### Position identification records

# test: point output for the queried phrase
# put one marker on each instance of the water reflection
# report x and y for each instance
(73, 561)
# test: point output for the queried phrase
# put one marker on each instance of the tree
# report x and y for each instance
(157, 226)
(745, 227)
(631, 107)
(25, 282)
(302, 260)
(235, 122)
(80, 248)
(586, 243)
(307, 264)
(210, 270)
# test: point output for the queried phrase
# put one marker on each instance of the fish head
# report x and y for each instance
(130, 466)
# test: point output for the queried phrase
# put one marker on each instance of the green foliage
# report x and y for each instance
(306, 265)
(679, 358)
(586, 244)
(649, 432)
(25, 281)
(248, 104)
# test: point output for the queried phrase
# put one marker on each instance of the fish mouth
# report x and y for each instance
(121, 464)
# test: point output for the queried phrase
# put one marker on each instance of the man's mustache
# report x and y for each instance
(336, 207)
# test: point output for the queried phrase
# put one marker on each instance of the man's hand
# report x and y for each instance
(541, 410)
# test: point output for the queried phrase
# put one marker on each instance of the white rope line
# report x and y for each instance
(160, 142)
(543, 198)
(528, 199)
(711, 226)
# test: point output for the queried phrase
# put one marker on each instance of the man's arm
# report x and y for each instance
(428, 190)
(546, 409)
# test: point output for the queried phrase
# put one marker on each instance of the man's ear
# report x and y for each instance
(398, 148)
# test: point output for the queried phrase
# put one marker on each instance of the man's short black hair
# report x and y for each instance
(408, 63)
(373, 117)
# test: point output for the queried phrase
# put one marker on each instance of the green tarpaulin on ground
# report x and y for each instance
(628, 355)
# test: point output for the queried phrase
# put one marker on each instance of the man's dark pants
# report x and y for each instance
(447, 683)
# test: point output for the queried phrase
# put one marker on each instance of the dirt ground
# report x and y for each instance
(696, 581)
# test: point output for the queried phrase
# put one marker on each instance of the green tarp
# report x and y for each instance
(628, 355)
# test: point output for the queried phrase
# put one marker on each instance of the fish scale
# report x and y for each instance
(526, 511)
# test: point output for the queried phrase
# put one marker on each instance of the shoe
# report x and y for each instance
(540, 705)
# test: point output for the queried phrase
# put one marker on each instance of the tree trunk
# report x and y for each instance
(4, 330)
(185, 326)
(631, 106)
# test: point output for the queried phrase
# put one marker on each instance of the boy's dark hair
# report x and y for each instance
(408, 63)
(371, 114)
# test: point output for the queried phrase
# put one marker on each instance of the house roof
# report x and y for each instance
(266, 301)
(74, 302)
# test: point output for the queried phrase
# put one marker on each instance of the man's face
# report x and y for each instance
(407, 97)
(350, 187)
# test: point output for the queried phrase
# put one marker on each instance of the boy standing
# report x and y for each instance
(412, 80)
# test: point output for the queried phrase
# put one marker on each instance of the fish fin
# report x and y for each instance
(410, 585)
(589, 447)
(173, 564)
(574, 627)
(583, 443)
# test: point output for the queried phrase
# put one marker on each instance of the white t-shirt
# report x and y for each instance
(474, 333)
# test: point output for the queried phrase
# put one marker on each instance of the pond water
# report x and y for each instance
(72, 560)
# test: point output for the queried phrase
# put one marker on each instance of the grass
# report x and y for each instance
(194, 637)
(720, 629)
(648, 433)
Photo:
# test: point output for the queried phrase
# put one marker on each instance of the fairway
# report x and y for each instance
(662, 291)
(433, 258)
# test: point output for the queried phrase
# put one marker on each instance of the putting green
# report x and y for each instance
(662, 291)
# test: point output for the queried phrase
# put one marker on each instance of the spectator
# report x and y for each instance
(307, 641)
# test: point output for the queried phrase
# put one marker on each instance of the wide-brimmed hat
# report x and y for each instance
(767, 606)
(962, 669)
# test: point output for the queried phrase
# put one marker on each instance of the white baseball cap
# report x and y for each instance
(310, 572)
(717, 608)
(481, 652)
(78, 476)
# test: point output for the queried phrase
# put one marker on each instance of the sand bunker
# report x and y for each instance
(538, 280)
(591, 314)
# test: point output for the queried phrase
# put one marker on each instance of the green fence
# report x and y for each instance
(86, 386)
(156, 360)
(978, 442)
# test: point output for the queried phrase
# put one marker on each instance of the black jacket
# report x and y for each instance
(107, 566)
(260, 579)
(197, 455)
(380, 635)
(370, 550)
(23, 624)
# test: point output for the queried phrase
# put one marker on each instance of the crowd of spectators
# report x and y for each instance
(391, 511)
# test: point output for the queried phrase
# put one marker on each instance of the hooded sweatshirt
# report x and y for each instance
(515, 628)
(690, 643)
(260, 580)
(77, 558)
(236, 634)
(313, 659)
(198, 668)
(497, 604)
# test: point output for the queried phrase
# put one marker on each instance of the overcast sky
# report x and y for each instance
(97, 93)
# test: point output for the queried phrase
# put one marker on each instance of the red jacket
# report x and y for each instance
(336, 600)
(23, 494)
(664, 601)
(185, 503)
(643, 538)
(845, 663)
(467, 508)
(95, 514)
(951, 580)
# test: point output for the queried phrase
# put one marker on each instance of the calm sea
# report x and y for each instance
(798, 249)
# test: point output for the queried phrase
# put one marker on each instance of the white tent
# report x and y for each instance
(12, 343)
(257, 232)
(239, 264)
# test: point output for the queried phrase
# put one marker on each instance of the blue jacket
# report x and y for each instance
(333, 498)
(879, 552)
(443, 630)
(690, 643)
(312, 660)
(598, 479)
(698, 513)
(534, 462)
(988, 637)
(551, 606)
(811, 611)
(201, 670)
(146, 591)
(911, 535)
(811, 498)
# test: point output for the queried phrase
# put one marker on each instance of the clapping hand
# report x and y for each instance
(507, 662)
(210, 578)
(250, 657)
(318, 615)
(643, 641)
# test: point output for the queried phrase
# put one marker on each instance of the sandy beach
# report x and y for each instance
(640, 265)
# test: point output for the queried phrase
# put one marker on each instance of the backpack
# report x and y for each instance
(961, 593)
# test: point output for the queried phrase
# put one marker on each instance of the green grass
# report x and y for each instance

### REQUIRED WORK
Write out the whole listing again. Match it word for word.

### WRITTEN ANSWER
# test: point output for the queried phrase
# put one marker on each instance of the water reflection
# report x and y for each instance
(73, 561)
# test: point output for the queried phrase
# put one marker on each instance of the tree
# report x and y for each instance
(157, 226)
(745, 227)
(631, 107)
(25, 282)
(302, 260)
(235, 122)
(80, 248)
(586, 243)
(307, 264)
(210, 270)
# test: point output for the queried phrase
# put one marker on each instance of the fish head
# report x and y for each instance
(130, 466)
# test: point output for the queried phrase
# put one marker on each instance of the green foliage
# report x and y for each instance
(306, 265)
(679, 358)
(586, 244)
(649, 432)
(25, 281)
(248, 104)
# test: point output for the queried phrase
# put one marker on each instance of the fish mouth
# report x and y for each instance
(121, 464)
# test: point output for the queried phrase
# put one marker on each instance of the man's mustache
# report x and y for each instance
(336, 207)
# test: point output for the queried phrase
# put one marker on each instance of the man's hand
# report x and y for each instance
(541, 410)
# test: point output for the queried phrase
# put one marker on each instance of the white rope line
# report x and y for each instance
(160, 142)
(543, 198)
(528, 199)
(711, 226)
# test: point output for the queried phrase
# put one marker on each instance of the man's arm
# report x and y for each instance
(428, 190)
(546, 409)
# test: point output for the queried phrase
# put one marker on each instance of the man's ear
# report x and y for each instance
(398, 148)
# test: point output for the queried phrase
# put one marker on each instance of the man's short black hair
# report x and y for each instance
(408, 63)
(373, 117)
# test: point output for the queried phrase
# put one marker on each instance of the green tarpaulin on ground
# report x and y for each instance
(628, 355)
# test: point output for the queried phrase
# put one marker on each instance of the man's dark pants
# report x and y for each instance
(447, 683)
# test: point output for the queried phrase
# put one marker on each instance of the dirt ground
# report x and y for each instance
(696, 581)
# test: point output for the queried phrase
# put one marker on each instance of the green tarp
# report x and y for each instance
(628, 355)
# test: point output for the queried phrase
# put one marker on each instance of the fish scale
# report x and y for each instance
(526, 511)
# test: point output for the queried phrase
# put one marker on each instance of the shoe
# report x and y for each instance
(540, 705)
# test: point output for the queried phrase
# put one marker on each instance of the tree trunk
# report x and y for each instance
(4, 330)
(185, 326)
(631, 106)
# test: point output for the queried phrase
# put one marker on each instance of the boy's dark hair
# report x and y for each instance
(408, 63)
(371, 114)
# test: point output for the queried phrase
# put one marker on each instance of the house roof
# report x and y for each instance
(266, 301)
(74, 302)
# test: point output for the queried phrase
# put one marker on each instance of the man's face
# report x and y for each instance
(407, 97)
(350, 187)
# test: point output for the queried phrase
# put one marker on each instance of the boy standing
# report x and y for each instance
(412, 80)
# test: point output for the queried phrase
# put one marker on each instance of the fish fin
# report x and y for each instance
(410, 585)
(589, 447)
(173, 564)
(574, 627)
(583, 443)
# test: point output for the queried phrase
# put one marker on each instance of the white t-shirt
# report x and y for each instance
(474, 333)
# test: point output for the queried phrase
# put one marker on each instance of the pond water
# report x and y for each instance
(72, 560)
# test: point output for the queried phrase
# put one marker on each instance of the grass
# report x and y for each instance
(194, 637)
(720, 629)
(648, 433)
Photo:
# test: point output for the queried phrase
# put one marker on each instance of the fairway
# report x and y for each instance
(662, 291)
(433, 258)
# test: point output for the queried phrase
# put one marker on each instance of the putting green
# report x and y for each instance
(662, 291)
# test: point output for the queried phrase
# put one marker on each instance of the spectator
# report x and y for each instance
(307, 641)
# test: point output for the queried phrase
# put one marker on each instance of the wide-brimmed hat
# report x and y for each instance
(767, 606)
(962, 669)
# test: point output for the queried phrase
# put one marker on each instance of the white baseball cap
# report x and y for each instance
(310, 572)
(717, 608)
(481, 652)
(78, 476)
# test: point output for the queried phrase
# put one marker on each instance of the sand bunker
# report x and y for each instance
(538, 280)
(591, 314)
# test: point output for the queried phrase
# put one marker on each instance of the green fence
# report x and y for each instance
(86, 386)
(156, 360)
(978, 442)
# test: point output for the queried phrase
# put one marker on each instance of the black jacket
# report x and y for each instance
(107, 566)
(260, 579)
(197, 455)
(380, 635)
(370, 550)
(23, 624)
# test: point output for the queried phrase
# put one marker on each instance of the crowd of spectators
# report x and y for each instance
(391, 511)
# test: point output for the queried phrase
# put one marker on each instance of the hooded sweatshirt
# report x and y for each instance
(515, 628)
(690, 643)
(260, 580)
(77, 558)
(236, 634)
(313, 659)
(198, 668)
(497, 604)
# test: point output for the queried phrase
# put one marker on each instance of the overcast sky
# report x and y for each instance
(97, 93)
# test: point output for the queried phrase
# put one marker on each instance of the red jacket
# report x and y for each instance
(336, 600)
(23, 494)
(664, 601)
(185, 503)
(643, 538)
(845, 663)
(467, 508)
(95, 514)
(951, 580)
# test: point output for the queried phrase
# put one marker on each instance of the calm sea
# report x and y for each instance
(798, 249)
# test: point output for the queried phrase
# put one marker on each instance of the white tent
# report x and y for each instance
(12, 343)
(257, 232)
(239, 264)
# test: point output for the queried phrase
# put one marker on each instance of the blue jacket
# report x and y for each instance
(333, 498)
(879, 552)
(443, 630)
(690, 643)
(312, 660)
(598, 479)
(698, 513)
(534, 462)
(988, 637)
(551, 606)
(811, 611)
(201, 670)
(146, 591)
(911, 535)
(811, 498)
# test: point output for the queried phrase
# put one marker on each instance of the clapping hand
# report x and y for each instance
(507, 662)
(210, 578)
(250, 657)
(318, 615)
(643, 641)
# test: point output for the queried phrase
# put one marker on each instance of the sandy beach
# report x and y for each instance
(640, 265)
# test: point output for the queried phrase
# put one marker on each instance of the backpack
# report x and y for each instance
(961, 593)
# test: point output for the queried phrase
# put one marker on each instance of the green grass
# report x and y for each instance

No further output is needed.